"Wah elu belum tahu yah, si Tik-tok itu orangnya fanatik berat deh! Kayaknya dianya yang paling benar aja.
Apakah Anda sebagai seorang aktivis Buddhis pernah mendengar ocehan semacam itu? Atau anda yang sering dituduh begitu? Hal ini tak jarang anda jumpai bila Anda sering berkomunikasi dengan orang lain. Lantas apakah Anda akan mundur, menarik langkah-langkah Anda yang telah tertapak. menyerah karena kritikan-kritikan dan baru mau jalan bila mendapat berbagai pujian?
Sang Buddha bersadha pada pemula Atula, "Ini pepatah kuno O Atulaw! Bukan hanya sekarang; mereka mencela orang yang duduk diam, pun mencela orang yang banyak bicara. Mereka juga mencela orang yang sedikit bicara. Tiada seorang pun yang tidak dicela".
Dengan demikian kita tak perlu dengar pada kritikan. Kita dapat mengambil manfaat dari kritikan-kritikan dengan berpikir secara bijaksana, mengambil masukan yang memang baik dan benar. Tidak semua kritikan itu buruk.
Kemanisan adalah penyakit. Kepahitan adalah obat. Sanjungan bagaikan manisan. Jika berlebihan dapat mendatangkan sakit. Kritikan bagaikan pil pahit. Bagai alat suntik yang menyakitkan. Tapi terkadang dapat menyembuhkan.
Di lain pihak ada kasak-kusuk, 'mbok' kita sebagai umat Buddha sedikit banyak menunjukkan eksistensi (keberadaan) dalam mengembangkan sayap-sayap, salah satu carannya adalah menanamkan rasa memiliki, percaya diri, dan sedikit banyak rasa peka atau fanatik terhadap agama kita, karena dengan menanamkan semangat besar dan diselipkan rasa fanatik yang tak over dosis, kita akan mampu maju, mampu menggerakkan sayap-sayap yang telah lama membeku. Tanamkanlah jiwa kefanatikan secukupnya agar umat Buddha terutama generasi muda sebagai ujung tombak tidak melempem dalam menunjukkan kiprahnya, agar tak mudah goyah diterjang ajaran-ajaran lain, agar umat Buddha tidak banyak yang lari pindah ke agama lain, agar........ ya, masih banyak lagi!

TUGAS ANDA:
Jawablah pertanyaan berikut berdasarkan teks tentang kritikan di atas.
1. Kepada siapa Sang Buddha menyampaikan pepatah kuno tentang celaan?
2. Sanjungan diibaratkan sebagai apa?
3. Siapa yang disebut sebagai ujung tombak umat Buddha?

DATA YANG DIEKSTRAK:
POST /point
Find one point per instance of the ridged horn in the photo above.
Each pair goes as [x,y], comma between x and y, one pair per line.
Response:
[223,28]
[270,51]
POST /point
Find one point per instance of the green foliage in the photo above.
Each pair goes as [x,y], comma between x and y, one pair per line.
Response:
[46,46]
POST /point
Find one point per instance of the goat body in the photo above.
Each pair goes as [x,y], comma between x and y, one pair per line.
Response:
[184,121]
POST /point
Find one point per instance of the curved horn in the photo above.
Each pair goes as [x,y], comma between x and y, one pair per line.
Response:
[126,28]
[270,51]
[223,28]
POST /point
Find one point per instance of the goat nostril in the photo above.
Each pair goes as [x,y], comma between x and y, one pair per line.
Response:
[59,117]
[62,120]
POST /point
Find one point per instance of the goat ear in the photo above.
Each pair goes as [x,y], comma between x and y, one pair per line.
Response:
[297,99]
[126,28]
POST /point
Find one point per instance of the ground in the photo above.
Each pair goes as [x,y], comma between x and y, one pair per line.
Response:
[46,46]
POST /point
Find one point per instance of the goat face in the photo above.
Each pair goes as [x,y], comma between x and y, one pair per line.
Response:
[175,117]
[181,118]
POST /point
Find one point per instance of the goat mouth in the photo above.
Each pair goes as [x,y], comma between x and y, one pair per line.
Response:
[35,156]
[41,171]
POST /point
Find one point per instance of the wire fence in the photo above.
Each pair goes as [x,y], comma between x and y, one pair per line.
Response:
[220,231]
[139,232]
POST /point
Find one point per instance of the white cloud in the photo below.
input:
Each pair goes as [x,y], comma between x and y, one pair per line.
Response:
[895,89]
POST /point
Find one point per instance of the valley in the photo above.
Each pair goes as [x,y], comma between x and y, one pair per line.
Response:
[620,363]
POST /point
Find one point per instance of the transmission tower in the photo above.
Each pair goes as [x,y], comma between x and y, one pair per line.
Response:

JAWABAN TERTULIS:
1. Sang Buddha menyampaikannya kepada pemula Atula.
2. Sanjungan diibaratkan sebagai manisan.
3. Generasi muda disebut sebagai ujung tombak umat Buddha.